Which lines in the listing below contain "cliff"? Copy each of them.

Raw data:
=======

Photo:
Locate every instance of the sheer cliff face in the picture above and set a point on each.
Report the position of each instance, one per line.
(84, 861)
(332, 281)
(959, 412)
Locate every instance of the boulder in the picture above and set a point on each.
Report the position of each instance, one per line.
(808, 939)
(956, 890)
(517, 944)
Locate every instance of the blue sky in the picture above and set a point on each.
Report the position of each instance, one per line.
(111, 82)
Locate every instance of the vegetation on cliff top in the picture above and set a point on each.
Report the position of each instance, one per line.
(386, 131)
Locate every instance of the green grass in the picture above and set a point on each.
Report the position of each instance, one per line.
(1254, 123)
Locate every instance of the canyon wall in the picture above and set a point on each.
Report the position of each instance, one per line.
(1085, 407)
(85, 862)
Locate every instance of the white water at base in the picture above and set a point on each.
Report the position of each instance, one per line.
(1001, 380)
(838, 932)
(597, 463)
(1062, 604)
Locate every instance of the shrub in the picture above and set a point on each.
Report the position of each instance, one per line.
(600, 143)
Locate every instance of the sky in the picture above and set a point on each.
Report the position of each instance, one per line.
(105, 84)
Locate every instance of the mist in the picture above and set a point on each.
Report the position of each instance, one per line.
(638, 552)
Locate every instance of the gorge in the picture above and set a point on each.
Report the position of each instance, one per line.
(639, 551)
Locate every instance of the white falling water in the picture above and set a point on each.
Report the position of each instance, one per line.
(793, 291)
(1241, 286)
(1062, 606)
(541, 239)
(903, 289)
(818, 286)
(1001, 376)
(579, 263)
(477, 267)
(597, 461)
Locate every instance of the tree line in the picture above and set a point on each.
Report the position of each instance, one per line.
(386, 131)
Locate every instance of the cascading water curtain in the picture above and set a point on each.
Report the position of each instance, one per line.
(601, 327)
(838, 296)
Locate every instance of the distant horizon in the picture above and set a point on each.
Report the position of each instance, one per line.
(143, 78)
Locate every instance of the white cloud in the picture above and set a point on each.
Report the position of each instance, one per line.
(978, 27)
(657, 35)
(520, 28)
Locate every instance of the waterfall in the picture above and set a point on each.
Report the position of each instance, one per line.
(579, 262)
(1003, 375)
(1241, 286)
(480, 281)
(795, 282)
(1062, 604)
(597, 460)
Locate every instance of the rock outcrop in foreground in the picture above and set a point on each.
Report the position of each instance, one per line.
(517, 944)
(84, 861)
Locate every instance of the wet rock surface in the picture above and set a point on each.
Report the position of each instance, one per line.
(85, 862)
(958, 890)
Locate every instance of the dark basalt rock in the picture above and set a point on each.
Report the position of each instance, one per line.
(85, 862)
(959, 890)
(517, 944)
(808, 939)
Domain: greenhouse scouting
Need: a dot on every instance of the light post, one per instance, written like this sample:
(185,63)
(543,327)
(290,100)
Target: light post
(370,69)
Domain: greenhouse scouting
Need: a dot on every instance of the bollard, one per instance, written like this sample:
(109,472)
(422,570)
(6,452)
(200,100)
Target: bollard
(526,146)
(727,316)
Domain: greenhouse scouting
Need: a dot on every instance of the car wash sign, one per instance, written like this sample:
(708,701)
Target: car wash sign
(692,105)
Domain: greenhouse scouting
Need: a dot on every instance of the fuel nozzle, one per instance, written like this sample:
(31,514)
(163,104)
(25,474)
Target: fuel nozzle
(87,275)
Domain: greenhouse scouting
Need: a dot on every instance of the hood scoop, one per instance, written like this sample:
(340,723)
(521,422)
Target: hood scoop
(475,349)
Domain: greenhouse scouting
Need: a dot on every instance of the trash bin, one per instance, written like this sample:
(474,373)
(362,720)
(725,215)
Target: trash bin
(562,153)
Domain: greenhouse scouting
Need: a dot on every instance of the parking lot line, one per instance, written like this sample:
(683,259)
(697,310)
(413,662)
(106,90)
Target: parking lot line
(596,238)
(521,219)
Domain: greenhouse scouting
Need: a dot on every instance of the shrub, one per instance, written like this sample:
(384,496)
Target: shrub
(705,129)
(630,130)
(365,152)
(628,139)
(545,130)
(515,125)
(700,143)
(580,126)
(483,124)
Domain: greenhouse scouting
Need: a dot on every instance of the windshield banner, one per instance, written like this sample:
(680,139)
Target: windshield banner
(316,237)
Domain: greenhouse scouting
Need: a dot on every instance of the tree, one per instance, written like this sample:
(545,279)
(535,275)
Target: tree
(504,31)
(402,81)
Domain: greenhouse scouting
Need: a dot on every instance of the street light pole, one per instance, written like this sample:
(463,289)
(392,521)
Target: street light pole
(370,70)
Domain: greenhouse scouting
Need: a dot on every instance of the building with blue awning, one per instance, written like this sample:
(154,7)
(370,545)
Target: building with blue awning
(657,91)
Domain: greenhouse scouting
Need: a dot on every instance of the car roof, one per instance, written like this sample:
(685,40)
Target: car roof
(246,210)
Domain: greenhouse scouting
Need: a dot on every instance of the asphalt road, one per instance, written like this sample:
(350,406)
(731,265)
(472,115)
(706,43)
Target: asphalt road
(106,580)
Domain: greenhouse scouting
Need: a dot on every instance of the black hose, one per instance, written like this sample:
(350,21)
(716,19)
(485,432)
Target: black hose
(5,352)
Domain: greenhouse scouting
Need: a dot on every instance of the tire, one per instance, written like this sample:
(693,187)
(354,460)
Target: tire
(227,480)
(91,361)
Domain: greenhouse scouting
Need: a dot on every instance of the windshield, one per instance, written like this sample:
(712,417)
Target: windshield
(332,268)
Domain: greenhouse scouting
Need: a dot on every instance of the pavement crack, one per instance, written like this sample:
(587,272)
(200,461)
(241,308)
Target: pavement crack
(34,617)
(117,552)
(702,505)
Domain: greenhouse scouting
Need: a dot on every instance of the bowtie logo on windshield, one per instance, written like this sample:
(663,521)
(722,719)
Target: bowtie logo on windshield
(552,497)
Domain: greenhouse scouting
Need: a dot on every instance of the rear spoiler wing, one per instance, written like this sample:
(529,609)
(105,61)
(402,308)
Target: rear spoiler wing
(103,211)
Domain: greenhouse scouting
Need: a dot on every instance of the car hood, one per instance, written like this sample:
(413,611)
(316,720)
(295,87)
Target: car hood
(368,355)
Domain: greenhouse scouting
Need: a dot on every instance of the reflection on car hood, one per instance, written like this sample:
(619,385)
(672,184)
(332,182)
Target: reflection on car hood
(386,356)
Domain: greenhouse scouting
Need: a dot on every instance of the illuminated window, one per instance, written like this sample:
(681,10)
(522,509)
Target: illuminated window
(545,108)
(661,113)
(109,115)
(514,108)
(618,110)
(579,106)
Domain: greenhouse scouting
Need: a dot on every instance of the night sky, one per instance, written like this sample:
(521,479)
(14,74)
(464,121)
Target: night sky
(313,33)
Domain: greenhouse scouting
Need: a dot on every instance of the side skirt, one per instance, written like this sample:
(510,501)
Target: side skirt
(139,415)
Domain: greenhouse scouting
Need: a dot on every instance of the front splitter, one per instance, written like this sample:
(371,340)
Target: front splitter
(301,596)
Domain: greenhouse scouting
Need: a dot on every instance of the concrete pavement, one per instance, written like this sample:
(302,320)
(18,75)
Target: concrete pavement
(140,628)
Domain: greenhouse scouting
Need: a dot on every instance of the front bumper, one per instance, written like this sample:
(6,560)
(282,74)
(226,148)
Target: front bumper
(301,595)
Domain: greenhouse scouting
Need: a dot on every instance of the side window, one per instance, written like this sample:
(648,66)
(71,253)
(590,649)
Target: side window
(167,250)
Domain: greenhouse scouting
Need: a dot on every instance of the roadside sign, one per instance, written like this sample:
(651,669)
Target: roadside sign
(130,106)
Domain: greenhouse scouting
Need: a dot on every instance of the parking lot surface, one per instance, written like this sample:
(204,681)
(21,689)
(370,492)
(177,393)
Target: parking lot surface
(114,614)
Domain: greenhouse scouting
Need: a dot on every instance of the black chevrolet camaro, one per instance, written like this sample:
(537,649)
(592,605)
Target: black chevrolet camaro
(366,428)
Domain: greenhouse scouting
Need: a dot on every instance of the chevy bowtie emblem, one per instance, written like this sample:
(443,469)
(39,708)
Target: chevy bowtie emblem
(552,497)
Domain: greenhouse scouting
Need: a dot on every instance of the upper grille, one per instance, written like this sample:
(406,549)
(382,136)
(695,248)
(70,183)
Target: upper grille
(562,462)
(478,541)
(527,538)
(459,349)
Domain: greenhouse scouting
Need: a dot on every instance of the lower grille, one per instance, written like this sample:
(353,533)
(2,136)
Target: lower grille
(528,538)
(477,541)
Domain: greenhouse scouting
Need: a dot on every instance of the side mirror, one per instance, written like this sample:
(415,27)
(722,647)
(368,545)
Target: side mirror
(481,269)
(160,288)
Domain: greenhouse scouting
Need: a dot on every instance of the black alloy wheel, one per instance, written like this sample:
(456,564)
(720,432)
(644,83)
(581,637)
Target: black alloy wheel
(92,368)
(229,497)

=======

Task result:
Locate every instance of the sheer cliff face in the picture above and set a point on each.
Locate every instance of the vegetation on cliff top in the picture above and set a point on each.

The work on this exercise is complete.